— start —
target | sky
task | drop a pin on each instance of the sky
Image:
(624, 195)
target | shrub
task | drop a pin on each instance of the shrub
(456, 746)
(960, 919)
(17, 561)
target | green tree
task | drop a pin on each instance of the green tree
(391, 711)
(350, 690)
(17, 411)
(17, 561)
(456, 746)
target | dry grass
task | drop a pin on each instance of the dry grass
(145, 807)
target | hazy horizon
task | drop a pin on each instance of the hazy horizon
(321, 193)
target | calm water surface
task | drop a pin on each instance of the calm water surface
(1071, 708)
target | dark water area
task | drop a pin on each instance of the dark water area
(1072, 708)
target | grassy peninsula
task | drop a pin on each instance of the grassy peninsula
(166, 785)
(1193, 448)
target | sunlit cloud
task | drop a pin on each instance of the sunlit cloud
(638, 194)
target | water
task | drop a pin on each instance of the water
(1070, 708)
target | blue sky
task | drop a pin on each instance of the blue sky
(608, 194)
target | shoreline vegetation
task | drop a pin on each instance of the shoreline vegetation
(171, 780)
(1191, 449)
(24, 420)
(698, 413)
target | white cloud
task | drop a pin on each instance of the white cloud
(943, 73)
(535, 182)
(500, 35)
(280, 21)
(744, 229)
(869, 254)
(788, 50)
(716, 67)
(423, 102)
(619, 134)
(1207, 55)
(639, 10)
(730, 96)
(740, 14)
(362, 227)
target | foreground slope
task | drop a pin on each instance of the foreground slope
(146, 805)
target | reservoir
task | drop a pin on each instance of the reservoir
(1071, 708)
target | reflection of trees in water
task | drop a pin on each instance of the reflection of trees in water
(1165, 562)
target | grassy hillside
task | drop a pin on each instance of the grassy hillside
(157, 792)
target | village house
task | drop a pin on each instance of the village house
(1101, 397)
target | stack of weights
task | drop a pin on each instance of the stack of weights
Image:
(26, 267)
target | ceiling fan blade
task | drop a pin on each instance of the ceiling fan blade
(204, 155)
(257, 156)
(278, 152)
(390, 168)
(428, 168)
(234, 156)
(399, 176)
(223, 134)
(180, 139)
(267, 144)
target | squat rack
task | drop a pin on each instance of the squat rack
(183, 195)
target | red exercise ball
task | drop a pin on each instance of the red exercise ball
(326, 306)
— end —
• EXERCISE GOAL:
Give the listing above again, word for word.

• FINAL RESULT:
target | sky
task | drop a pin on each instance of the sky
Image:
(624, 195)
target | shrub
task | drop a pin on each instance of the shrub
(456, 746)
(960, 919)
(17, 561)
target | green tree
task | drop a pin on each instance of the green tree
(391, 711)
(350, 690)
(17, 411)
(17, 561)
(456, 746)
target | dry grass
task | drop a pin on each instance of the dry grass
(145, 807)
target | hazy horizon
task | drop a pin on each instance of the hazy horizon
(321, 193)
target | calm water surface
task | drop a pin on each instance of the calm water surface
(1071, 708)
target | dark water area
task | drop a pin on each instance of the dark water area
(1072, 708)
target | grassy peninsula
task | drop a pin on each instance of the grassy peninsula
(166, 785)
(1193, 448)
target | sunlit cloud
task | drop a pin on each instance of the sunlit cloud
(638, 194)
target | water
task | drop a pin on each instance of the water
(1070, 708)
target | blue sky
task | drop a pin on each instance of the blue sky
(608, 194)
target | shoreline vegetation
task | drop a pin on each instance of the shoreline vegetation
(171, 780)
(1191, 449)
(24, 420)
(698, 413)
target | white cloud
task | drop a pin on each instance of the white cloud
(943, 73)
(535, 182)
(500, 35)
(280, 21)
(744, 229)
(869, 254)
(788, 50)
(716, 67)
(423, 102)
(619, 134)
(1207, 55)
(639, 10)
(730, 96)
(740, 14)
(362, 227)
target | foreground slope
task | drop a pin on each instance of the foreground slope
(146, 805)
target | reservoir
task | drop a pin on each instance of the reservoir
(1071, 708)
target | reflection of trees in water
task | drop a pin on each instance of the reflection of trees in water
(1165, 562)
target | grassy hillside
task | drop a pin on each instance of the grassy hillside
(157, 792)
target | village house
task | drop a pin on each instance of the village house
(1101, 397)
target | stack of weights
task | drop a pin on each instance of the stack of weights
Image:
(26, 267)
target | ceiling fan blade
task | drop a pin on each instance of the ceiling fan blade
(204, 155)
(257, 156)
(278, 152)
(390, 168)
(428, 168)
(234, 156)
(399, 176)
(223, 134)
(180, 139)
(267, 144)
target | squat rack
task | drop a pin on each instance of the squat rack
(183, 195)
target | red exercise ball
task | drop a pin on each instance of the red exercise ball
(326, 306)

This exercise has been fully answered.